**PROBLEM TO WORK ON**
Retype each of these items below without changing anything.

(Stored records)
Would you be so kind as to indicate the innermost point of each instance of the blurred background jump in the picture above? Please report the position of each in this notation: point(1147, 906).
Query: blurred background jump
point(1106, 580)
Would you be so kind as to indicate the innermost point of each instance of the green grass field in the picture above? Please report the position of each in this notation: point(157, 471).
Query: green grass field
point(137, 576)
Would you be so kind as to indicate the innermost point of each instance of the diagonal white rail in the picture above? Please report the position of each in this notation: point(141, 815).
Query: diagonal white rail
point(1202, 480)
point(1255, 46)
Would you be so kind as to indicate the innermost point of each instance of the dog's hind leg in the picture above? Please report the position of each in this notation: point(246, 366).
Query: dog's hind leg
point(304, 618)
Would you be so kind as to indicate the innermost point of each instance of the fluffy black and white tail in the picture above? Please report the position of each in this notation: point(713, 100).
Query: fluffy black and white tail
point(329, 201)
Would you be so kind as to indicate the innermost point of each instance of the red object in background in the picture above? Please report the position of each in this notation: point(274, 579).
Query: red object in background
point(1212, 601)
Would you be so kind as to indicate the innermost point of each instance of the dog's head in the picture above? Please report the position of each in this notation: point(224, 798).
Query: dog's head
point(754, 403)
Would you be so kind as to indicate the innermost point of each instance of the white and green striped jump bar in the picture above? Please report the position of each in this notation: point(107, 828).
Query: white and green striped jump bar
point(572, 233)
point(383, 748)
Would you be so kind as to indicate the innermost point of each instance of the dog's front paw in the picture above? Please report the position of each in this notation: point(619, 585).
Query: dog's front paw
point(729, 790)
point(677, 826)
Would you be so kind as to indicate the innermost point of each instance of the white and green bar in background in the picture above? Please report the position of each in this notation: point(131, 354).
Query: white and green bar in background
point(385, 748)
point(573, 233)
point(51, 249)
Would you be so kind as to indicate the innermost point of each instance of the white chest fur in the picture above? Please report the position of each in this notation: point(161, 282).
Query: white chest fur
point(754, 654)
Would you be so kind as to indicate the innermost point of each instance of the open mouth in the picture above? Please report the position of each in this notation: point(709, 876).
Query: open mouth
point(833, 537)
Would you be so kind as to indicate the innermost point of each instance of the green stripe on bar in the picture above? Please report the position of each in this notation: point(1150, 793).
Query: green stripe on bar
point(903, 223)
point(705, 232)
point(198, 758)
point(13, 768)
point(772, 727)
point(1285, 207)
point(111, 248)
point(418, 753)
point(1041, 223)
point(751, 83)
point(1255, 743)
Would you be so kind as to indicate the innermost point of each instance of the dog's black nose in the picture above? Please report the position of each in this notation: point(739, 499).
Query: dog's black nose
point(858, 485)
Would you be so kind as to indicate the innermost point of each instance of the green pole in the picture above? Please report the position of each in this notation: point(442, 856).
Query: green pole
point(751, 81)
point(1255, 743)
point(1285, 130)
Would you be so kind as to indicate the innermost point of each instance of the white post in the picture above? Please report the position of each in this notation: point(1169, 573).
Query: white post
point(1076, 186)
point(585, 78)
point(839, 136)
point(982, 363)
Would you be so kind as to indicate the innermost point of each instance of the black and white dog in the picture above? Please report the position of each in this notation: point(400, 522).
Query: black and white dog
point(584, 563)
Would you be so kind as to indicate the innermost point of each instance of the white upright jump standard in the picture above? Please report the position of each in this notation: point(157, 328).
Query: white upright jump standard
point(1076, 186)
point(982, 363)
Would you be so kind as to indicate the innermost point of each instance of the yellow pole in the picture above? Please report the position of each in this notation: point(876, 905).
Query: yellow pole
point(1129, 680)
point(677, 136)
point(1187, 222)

**EXERCISE OUTPUT**
Would you be so kind as to indicate the innermost point of each instance of the blurred background jump in the picture above? Please report the position of each in this notation: point(1147, 906).
Query: blurred background jump
point(1106, 580)
Would you be so kind as to indicate the innermost point of each instance of the green grass field in the picture above? Please report the position of each in this notation: point(157, 471).
Query: green grass field
point(137, 576)
Would you be so kind as to indicate the innermost point of each instance of the diagonal white rail in the picture above? Please report the position of each in this notation: point(141, 815).
Query: diagonal white rail
point(1202, 480)
point(1255, 46)
Would you be so kind as to indicate the innermost point of each instance of the dog's hind leg in the picture above? Please report the position of each in this notation: point(246, 366).
Query: dog's hind leg
point(304, 618)
Would you be so kind as to indicate the innermost point of each instance of the fluffy black and white tail in the picture above? Please report the position of each in this notation: point(713, 100).
Query: fluffy black and white tail
point(329, 201)
Would you be so kind as to indicate the innermost point of each instance of the red object in background in the picture above? Please report the position of each in this notation: point(274, 579).
Query: red object in background
point(1212, 601)
Would you be so kind as to indicate the innermost point of each instance of the dog's head in the picture above? Please report the position of each in this notation: point(224, 798).
Query: dog's head
point(754, 403)
Would you be so kind as to indicate the innermost point of each instance of the white and green striped jump bar in the picture above? Please report the position of each in this notation: point(107, 828).
Query: white and green striped jump bar
point(572, 233)
point(383, 748)
Would you be so kind as to indicate the innermost point of each instance of the dog's front paw in the picture above? Please report the position of each in this notation: point(619, 585).
Query: dog's front paw
point(729, 790)
point(677, 826)
Would you be so kind as to indicate the innermost point of each instance of the white and green bar in background in the picture above? Please report the position of each in this notation: point(131, 354).
Query: white and green bar in background
point(385, 748)
point(573, 233)
point(51, 249)
Would you be so kind as to indicate the innermost point of each instance of the white chest fur in the picture above? Please report the position of each in this notation: point(161, 282).
Query: white chest fur
point(754, 654)
Would you be so kind as to indicate the innermost point of each instance of the open mouth in the picture above? Please report the position of each in this notation: point(709, 876).
Query: open mouth
point(833, 537)
Would you be so kind as to indicate the innermost point of each instance of the green stripe on bar in the picture above? Please report the position of each in this notation: point(1150, 793).
Query: green stripe on bar
point(903, 223)
point(705, 232)
point(198, 758)
point(13, 768)
point(772, 727)
point(1285, 207)
point(111, 248)
point(418, 753)
point(1041, 223)
point(751, 83)
point(1255, 743)
Would you be so kind as to indicate the innermost point of each instance of the dog's black nose in the picture above? Please report the position of each in this notation: point(739, 499).
Query: dog's black nose
point(858, 485)
Would you be so kind as to indicate the innermost point of each instance of the green pole in the picture above? Please report the position of each in this notation: point(442, 856).
Query: green pole
point(751, 81)
point(1255, 743)
point(1285, 130)
Would you be so kind as to indicate the innermost point of each instance of the white post in the picture above? Please report the position of each in this notation: point(1169, 573).
Query: white post
point(1076, 186)
point(585, 78)
point(839, 136)
point(982, 363)
Would you be so kind as to indicate the innermost point of each instance of the black and white dog in the picture above? Please report the position of each in this notation: point(400, 522).
Query: black and white dog
point(584, 563)
Would you be so kind as to indicate the innermost point of each instance of the white upright jump standard in the picture above? Please report the position of each in this notation: point(157, 328).
Query: white upright jump standard
point(1076, 186)
point(982, 363)
Would you be so kind as to indicate the innermost point of each instance of the yellow pole in the picture above? Please report the position of each in this notation: point(876, 905).
Query: yellow pole
point(1129, 680)
point(677, 136)
point(1187, 222)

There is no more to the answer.